◆ What you will do
In the Guilford County property tax appeal guide, which body hears 2027 real-property appeals?

◆ Text section
□ □ □ □

Guilford County, NC Property Tax Appeal Guide for 2027

Guilford County 2027 real-property appeals go to the Board of Equalization and Review, with the verified regular filing deadline treated as May 17, 2027.

TaxSauce Editorial TeamLast reviewed June 21, 2026

County

Guilford County

State

North Carolina

County guide

Start with the deadline and filing rules

What deadline matters first

For Guilford County’s 2027 real-property appeal year, the regular filing window is January 1, 2027 through May 17, 2027. The usual May 15 deadline falls on a Saturday in 2027, so the verified county policy treats the deadline as the next business day.

□ □ □ □

◆ Extracted data

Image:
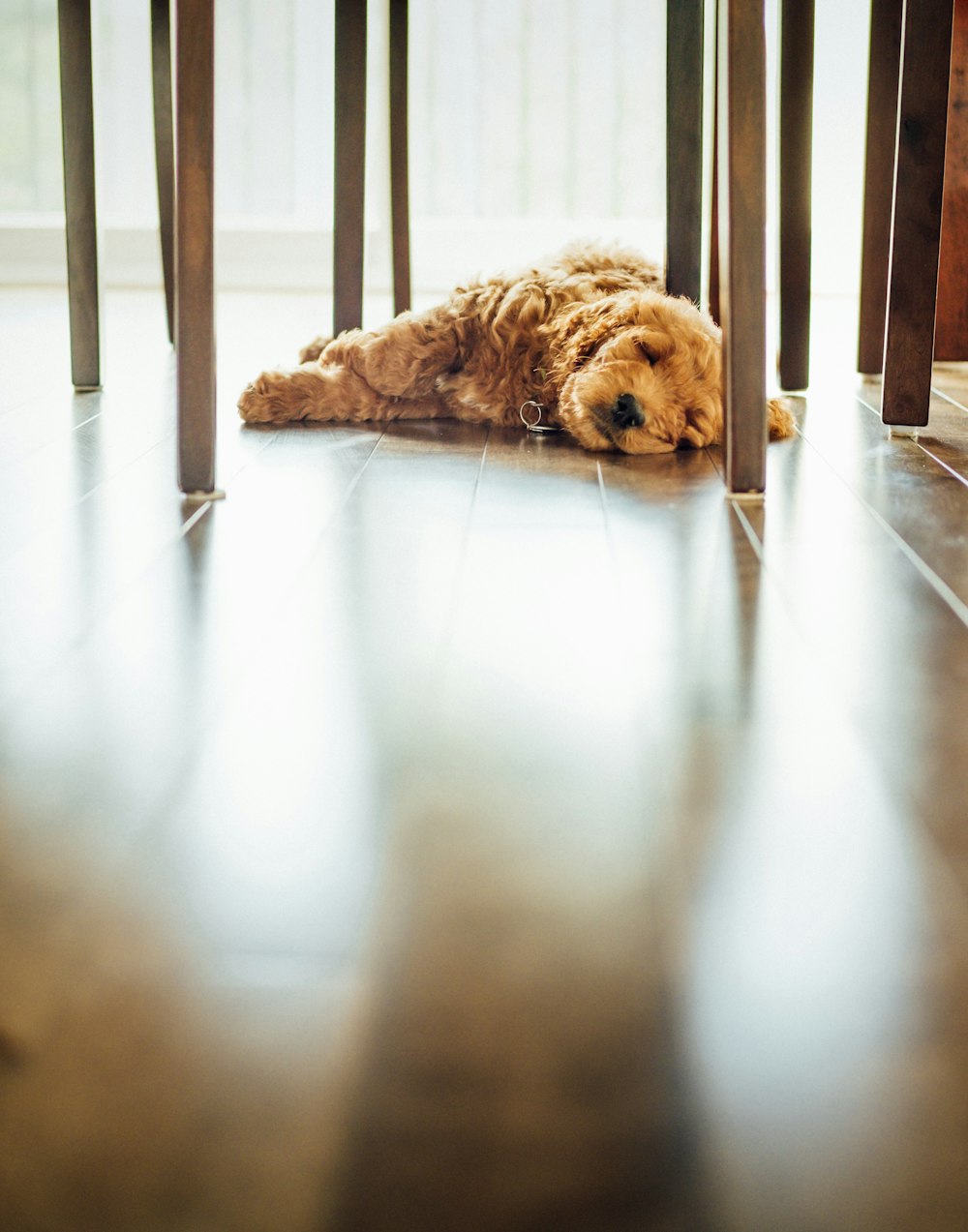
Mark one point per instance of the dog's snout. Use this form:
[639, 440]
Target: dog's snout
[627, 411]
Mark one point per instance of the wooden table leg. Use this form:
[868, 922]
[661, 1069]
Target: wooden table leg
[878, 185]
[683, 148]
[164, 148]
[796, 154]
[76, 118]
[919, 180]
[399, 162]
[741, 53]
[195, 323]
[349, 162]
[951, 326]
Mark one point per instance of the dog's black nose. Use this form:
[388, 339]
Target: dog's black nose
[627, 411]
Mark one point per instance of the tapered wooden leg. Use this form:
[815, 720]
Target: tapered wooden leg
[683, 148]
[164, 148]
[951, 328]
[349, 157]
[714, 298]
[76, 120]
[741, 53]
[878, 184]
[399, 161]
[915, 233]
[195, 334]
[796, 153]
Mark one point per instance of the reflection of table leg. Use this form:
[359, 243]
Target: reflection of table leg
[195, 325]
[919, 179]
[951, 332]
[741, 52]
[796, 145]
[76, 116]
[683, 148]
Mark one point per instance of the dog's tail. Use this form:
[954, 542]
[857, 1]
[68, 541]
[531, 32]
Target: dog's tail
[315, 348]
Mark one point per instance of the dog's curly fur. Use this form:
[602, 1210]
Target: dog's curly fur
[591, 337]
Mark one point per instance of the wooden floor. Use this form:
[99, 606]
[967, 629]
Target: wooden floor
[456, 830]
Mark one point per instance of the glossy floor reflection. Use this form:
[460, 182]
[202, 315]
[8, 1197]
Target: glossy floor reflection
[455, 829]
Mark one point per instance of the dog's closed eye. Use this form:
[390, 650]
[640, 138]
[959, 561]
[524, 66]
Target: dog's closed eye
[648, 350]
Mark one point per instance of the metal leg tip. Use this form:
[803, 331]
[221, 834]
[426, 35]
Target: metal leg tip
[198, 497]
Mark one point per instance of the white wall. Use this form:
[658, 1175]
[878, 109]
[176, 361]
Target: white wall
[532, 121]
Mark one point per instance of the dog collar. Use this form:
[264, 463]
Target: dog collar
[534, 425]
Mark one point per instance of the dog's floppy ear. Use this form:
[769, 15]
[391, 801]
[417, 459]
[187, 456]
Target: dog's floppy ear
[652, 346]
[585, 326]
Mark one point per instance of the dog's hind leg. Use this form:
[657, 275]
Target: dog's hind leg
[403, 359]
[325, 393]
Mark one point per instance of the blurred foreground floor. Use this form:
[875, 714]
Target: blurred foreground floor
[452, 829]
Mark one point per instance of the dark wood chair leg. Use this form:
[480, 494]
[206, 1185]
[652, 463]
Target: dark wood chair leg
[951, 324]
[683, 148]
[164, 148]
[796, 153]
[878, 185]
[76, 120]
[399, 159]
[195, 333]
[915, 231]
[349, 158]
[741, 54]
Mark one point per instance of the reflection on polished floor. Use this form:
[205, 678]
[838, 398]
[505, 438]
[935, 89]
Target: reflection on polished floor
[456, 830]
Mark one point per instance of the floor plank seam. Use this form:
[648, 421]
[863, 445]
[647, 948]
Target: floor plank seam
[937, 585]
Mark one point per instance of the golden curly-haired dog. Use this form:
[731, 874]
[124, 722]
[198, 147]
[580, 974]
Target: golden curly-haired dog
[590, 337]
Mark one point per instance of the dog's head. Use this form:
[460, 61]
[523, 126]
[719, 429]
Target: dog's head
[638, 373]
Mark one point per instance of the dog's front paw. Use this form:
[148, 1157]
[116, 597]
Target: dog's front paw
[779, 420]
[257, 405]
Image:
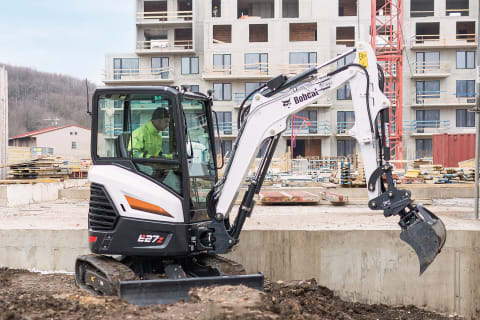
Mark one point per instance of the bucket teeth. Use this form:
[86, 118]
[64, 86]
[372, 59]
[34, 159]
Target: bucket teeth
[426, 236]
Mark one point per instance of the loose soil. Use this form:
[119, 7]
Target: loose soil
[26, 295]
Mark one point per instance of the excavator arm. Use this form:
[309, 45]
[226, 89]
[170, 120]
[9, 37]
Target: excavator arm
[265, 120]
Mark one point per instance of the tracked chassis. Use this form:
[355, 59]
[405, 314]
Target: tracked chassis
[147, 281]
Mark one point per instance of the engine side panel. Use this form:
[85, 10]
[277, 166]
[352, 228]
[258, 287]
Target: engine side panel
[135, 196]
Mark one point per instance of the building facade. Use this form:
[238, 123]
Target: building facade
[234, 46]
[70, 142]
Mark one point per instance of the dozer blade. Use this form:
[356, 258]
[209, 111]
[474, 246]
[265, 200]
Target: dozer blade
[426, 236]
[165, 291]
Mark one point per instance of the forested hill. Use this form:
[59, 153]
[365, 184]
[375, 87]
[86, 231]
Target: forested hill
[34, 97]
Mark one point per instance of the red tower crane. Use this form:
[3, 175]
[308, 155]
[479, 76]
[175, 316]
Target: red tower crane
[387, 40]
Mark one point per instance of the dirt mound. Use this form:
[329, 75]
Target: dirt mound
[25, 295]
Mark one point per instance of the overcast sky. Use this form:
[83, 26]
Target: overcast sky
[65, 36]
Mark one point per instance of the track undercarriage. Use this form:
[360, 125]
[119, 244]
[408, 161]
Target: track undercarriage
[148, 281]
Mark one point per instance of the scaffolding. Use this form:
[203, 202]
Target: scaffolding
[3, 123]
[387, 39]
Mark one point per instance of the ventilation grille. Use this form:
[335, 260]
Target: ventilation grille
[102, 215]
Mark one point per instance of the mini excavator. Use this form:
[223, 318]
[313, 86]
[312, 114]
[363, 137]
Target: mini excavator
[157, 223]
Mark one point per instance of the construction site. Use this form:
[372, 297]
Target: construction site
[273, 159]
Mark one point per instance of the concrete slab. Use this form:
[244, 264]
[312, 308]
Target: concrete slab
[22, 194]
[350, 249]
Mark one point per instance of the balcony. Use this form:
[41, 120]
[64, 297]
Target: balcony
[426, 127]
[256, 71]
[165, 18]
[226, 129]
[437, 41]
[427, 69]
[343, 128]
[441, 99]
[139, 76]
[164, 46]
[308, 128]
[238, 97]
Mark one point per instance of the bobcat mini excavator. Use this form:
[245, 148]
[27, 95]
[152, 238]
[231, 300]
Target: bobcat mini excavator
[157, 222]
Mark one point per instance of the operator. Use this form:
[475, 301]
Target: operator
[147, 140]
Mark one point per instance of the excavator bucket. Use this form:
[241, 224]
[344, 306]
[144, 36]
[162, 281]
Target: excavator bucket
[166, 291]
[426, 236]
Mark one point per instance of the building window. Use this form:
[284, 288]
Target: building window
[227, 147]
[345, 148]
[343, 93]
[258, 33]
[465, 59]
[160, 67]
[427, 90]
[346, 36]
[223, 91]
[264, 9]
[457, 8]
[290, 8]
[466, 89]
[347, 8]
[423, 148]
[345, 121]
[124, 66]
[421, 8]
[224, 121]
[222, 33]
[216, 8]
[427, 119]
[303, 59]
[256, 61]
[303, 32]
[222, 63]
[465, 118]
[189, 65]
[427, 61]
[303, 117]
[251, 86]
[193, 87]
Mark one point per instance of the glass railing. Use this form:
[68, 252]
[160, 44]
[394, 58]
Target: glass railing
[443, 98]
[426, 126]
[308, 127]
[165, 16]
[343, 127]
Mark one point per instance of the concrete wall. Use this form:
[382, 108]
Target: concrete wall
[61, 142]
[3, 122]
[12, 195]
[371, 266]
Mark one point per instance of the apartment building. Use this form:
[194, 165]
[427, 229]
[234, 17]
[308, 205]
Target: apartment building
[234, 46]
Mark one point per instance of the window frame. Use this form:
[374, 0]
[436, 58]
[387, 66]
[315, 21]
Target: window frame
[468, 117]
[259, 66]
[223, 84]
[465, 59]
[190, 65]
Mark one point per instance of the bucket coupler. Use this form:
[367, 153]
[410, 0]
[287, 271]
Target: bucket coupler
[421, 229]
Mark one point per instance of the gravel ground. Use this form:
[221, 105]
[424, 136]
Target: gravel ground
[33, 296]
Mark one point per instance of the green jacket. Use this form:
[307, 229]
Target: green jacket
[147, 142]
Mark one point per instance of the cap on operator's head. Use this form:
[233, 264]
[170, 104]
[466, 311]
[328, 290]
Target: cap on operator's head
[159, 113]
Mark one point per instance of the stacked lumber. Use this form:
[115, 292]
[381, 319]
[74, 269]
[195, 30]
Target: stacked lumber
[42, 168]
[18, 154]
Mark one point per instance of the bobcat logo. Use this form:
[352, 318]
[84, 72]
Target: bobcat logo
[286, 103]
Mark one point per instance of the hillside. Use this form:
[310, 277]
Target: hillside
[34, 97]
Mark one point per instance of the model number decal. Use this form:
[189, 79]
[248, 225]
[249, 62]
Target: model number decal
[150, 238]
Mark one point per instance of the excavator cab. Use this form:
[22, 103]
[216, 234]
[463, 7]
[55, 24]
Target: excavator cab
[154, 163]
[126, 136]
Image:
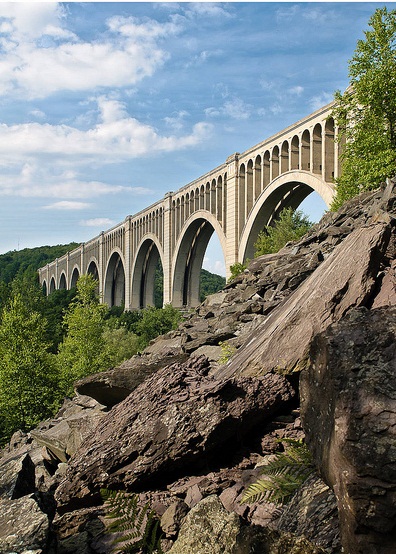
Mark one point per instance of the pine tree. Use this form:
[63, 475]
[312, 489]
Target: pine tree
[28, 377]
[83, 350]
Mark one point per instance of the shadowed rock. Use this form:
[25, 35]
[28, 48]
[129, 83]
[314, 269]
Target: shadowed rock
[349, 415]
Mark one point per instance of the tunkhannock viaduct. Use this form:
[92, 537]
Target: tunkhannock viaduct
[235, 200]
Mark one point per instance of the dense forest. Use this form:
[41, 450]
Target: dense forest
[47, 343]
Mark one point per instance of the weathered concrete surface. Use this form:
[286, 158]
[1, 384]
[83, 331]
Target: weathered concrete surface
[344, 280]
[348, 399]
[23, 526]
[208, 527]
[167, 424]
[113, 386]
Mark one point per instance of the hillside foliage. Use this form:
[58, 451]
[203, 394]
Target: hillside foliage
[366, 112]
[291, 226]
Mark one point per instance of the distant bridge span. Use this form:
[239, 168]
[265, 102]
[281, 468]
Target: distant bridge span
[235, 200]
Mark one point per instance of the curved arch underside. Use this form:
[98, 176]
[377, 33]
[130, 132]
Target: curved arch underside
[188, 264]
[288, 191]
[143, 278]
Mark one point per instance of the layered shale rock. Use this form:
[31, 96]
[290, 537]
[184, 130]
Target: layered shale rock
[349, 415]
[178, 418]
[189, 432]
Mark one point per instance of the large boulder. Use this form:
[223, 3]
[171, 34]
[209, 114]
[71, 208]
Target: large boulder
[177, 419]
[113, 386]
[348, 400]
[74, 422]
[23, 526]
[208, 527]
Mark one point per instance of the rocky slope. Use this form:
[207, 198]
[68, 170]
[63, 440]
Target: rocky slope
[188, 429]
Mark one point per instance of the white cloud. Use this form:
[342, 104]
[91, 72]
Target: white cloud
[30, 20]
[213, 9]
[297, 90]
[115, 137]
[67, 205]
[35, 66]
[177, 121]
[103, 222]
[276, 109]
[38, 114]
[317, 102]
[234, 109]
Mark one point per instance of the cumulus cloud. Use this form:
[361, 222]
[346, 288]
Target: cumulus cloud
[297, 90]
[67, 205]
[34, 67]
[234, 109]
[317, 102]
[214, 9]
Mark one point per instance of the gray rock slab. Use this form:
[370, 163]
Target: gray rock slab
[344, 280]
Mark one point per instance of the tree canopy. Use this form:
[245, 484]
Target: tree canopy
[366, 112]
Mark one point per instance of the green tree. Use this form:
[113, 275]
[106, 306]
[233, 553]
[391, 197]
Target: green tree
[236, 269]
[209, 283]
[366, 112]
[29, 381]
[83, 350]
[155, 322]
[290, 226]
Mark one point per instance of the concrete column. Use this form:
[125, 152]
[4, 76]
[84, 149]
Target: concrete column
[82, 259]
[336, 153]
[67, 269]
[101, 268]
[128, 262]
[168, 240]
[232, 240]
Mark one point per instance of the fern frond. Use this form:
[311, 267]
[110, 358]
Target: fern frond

□ □ □ □

◆ Response
The Board of Equalization and Review.